* [Отрывок для чтения]
=-=-=

And her pale fire she snatches from the sun;

The sea's a thief, whose liquid surge resolves

The moon into salt tears.

Я приведу вам пример воровства:

Солнце – вор, своим великим притяжением

Оно обкрадывает морскую ширь; луна – закоренелая воровка,

Свой бледный огонь она выхватывает у солнца;

И море тоже вор, его текучий прилив перегоняет

Свет луны в соленые слезы.

Когда-то Шейд следовал общепринятой академической традиции заимствовать названия для своих книг в произведениях других авторов (традиция эта удостаивается решительного осуждения Кинботом), но потом вкусы его изменились, и он стал называть свои сборники просто «Стихотворения», но сегодня у него есть оправдание: подходящая к концу поэма настойчиво нуждается в имени. С присущей ему скромностью Шейд подбирает название, подразумевающее, что его собственное произведение – лишь бледный отблеск того жара и света, которые над пространством англоязычной литературы источает Шекспир4.

=-=-=

* [Задания]
A. Продублируйте из отрывка о поэме Шейда часть текста, начиная со слов «Я приведу вам» и заканчивая словами «в соленые слезы.».
B. Кто, согласно отрывку о поэме Шейда, решительно осуждает традицию заимствовать названия для книг в произведениях других авторов?
C. Продолжите отрывок о поэме Шейда, начав сразу после его последнего предложения.
Приведённые далее данные представляют собой отдельный материал и к отрывку не относятся.

* [Собранные данные]
=-=-=

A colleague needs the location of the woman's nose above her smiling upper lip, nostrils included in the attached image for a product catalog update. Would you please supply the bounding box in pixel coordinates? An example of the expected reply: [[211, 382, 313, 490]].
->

=-=-=

* [Ответы]
A.
Я приведу вам пример воровства:

Солнце – вор, своим великим притяжением

Оно обкрадывает морскую ширь; луна – закоренелая воровка,

Свой бледный огонь она выхватывает у солнца;

И море тоже вор, его текучий прилив перегоняет

Свет луны в соленые слезы.

B. Кинбот.

C.
На самом деле название, позаимствованное Шейдом у Шекспира, тоже резко иронически пародирует практику присвоения чужих фраз, потому что оно хитроумно похищено из речи Тимона, осуждающей вселенское воровство. Даже самоуничижительное уподобление поэмы «капле лунного света» («some moondrop title» – Второе издание Уэбстеровского словаря поясняет, что «moondrop» – это «магический эликсир, проливаемый, согласно преданию, луной») вторит образу из монолога Тимона и перекликается, как и фрагмент шекспировской пьесы, из которого заимствовано название, с образами отражения, открывающими «Бледный огонь»5.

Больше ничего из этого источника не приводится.